— START The records —
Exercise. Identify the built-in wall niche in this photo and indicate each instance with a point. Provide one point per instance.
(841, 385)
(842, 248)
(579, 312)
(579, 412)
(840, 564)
— END The records —
### [To do]
Return every line of the listing above as a JSON array of strings, one string per line, skipping blank lines.

### [The response]
[
  "Exercise. Identify the built-in wall niche in this photo and indicate each instance with a point. Provide one point per instance.",
  "(841, 385)",
  "(842, 248)",
  "(579, 312)",
  "(579, 412)",
  "(840, 564)"
]